## Problem requirements
Locate every line of the records that contains the word "leash", and copy each such line.
>> begin Exercise materials
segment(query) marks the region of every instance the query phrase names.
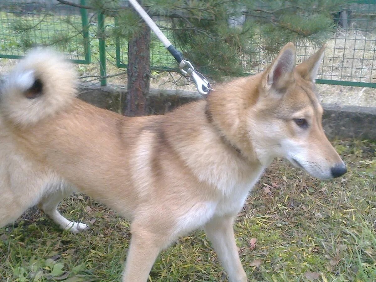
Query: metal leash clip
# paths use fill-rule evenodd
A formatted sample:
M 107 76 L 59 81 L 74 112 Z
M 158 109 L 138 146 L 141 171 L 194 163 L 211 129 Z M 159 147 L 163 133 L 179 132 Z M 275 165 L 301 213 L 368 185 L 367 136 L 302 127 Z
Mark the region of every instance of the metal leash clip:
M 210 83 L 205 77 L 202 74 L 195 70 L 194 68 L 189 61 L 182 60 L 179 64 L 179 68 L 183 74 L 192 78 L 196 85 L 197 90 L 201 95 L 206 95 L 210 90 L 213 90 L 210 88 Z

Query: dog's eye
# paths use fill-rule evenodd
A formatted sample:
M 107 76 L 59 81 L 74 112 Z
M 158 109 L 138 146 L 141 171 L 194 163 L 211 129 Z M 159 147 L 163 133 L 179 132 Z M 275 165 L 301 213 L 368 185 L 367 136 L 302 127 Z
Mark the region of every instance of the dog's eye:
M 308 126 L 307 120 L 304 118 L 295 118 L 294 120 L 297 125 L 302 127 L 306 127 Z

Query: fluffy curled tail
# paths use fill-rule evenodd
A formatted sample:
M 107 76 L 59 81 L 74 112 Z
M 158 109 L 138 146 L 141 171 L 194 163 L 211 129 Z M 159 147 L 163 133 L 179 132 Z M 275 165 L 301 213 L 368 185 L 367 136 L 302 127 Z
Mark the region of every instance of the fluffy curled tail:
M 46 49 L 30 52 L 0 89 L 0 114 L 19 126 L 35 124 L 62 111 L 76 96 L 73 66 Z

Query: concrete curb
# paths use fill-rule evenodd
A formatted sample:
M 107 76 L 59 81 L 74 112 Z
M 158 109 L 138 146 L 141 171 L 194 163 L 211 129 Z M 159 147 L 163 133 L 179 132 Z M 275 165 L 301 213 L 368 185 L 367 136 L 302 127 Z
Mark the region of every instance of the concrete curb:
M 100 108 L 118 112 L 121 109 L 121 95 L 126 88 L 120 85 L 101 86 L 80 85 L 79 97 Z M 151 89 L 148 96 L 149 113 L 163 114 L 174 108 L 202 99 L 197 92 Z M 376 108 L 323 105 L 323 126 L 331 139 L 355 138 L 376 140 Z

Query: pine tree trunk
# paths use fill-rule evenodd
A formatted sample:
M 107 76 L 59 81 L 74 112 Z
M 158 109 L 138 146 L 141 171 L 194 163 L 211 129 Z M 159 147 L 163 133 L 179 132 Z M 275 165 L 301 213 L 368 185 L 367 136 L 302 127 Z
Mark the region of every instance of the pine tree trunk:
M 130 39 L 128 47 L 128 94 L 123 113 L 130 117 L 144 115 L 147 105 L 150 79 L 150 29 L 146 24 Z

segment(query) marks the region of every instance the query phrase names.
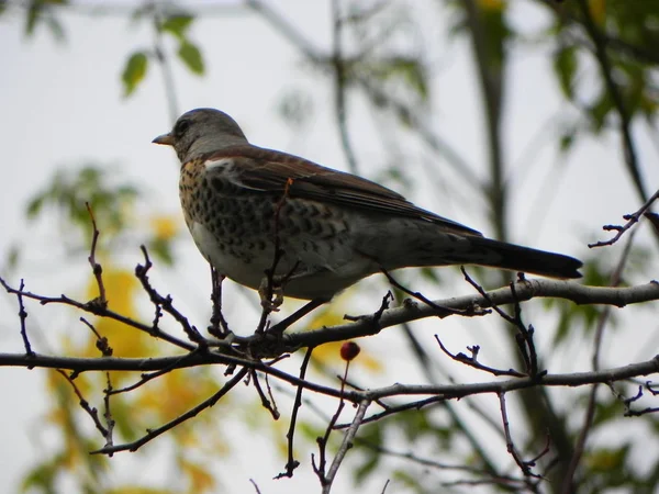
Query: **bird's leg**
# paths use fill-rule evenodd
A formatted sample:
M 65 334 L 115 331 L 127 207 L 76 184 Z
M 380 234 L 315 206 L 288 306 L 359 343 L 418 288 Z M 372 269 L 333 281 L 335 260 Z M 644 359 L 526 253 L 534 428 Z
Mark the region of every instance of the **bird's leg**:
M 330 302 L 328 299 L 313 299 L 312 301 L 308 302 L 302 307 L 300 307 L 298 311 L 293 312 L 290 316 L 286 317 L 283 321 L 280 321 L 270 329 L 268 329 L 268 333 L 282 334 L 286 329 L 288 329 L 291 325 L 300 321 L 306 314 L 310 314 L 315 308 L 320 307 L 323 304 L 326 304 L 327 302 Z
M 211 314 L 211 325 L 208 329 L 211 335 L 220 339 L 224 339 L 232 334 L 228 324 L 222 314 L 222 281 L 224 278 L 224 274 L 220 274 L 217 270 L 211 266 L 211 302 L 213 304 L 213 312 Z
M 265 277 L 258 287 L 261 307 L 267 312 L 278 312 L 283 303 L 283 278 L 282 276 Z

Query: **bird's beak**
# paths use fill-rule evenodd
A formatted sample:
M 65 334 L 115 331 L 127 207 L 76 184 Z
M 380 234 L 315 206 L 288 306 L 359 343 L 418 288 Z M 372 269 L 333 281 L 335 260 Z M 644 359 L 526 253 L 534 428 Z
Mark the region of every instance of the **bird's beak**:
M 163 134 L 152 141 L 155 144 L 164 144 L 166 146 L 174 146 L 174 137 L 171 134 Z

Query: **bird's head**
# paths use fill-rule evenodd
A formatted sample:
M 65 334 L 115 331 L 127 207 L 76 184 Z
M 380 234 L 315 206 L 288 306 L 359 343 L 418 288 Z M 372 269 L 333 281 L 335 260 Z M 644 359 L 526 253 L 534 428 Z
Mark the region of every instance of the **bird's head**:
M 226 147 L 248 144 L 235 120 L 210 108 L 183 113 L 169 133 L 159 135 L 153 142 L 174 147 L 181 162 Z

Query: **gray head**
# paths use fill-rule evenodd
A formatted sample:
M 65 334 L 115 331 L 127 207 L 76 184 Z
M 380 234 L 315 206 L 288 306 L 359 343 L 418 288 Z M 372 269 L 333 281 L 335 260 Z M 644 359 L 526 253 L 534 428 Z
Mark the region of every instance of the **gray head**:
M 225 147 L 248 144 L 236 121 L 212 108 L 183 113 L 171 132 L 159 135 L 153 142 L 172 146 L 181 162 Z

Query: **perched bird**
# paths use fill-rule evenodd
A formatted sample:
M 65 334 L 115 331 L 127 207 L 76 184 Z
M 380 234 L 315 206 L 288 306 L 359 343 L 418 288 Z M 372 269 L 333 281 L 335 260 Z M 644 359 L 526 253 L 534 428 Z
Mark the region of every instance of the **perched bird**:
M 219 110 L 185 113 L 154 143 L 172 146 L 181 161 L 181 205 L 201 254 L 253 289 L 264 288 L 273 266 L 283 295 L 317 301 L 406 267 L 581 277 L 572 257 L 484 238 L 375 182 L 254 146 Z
>> end Exercise materials
>> begin Exercise materials
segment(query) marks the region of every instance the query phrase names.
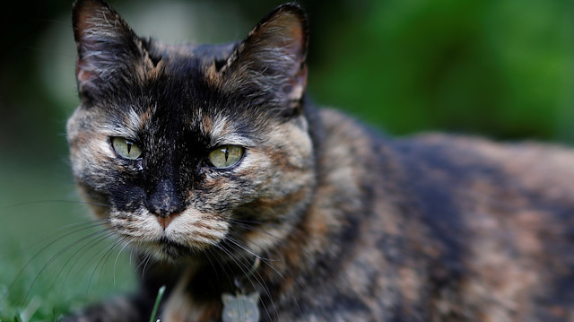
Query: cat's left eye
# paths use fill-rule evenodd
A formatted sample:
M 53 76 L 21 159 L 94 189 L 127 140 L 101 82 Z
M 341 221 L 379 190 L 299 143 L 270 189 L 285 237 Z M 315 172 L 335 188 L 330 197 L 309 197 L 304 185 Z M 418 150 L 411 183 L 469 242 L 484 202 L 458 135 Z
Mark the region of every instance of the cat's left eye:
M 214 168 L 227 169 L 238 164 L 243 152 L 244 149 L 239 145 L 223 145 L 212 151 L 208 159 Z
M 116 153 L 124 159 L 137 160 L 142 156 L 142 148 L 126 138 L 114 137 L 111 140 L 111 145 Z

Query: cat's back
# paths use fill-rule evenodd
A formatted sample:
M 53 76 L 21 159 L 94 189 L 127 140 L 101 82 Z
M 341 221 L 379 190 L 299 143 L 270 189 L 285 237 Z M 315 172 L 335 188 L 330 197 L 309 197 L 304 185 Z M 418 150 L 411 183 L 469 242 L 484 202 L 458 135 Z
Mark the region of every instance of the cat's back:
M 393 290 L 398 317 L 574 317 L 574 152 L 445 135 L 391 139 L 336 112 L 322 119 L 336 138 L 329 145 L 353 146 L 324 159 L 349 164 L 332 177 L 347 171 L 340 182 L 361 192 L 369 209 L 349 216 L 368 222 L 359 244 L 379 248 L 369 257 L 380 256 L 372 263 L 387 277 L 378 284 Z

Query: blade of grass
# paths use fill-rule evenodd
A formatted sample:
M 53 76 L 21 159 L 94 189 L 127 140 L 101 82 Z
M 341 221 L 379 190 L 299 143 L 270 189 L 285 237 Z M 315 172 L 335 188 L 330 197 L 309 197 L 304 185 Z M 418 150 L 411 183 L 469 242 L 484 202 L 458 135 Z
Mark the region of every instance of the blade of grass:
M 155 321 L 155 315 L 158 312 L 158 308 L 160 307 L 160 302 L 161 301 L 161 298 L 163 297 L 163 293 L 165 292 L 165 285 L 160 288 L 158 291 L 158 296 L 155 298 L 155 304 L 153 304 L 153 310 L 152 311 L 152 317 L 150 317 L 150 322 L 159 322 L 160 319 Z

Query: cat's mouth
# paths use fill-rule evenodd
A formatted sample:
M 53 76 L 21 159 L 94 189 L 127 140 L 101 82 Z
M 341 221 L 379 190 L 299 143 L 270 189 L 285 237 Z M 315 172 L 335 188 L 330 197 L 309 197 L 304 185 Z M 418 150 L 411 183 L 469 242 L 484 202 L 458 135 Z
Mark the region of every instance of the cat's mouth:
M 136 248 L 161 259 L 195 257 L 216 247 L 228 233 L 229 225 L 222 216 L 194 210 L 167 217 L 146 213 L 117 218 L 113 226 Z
>> end Exercise materials
## Written answer
Query: metal leash clip
Mark the region of every instance of the metal leash clip:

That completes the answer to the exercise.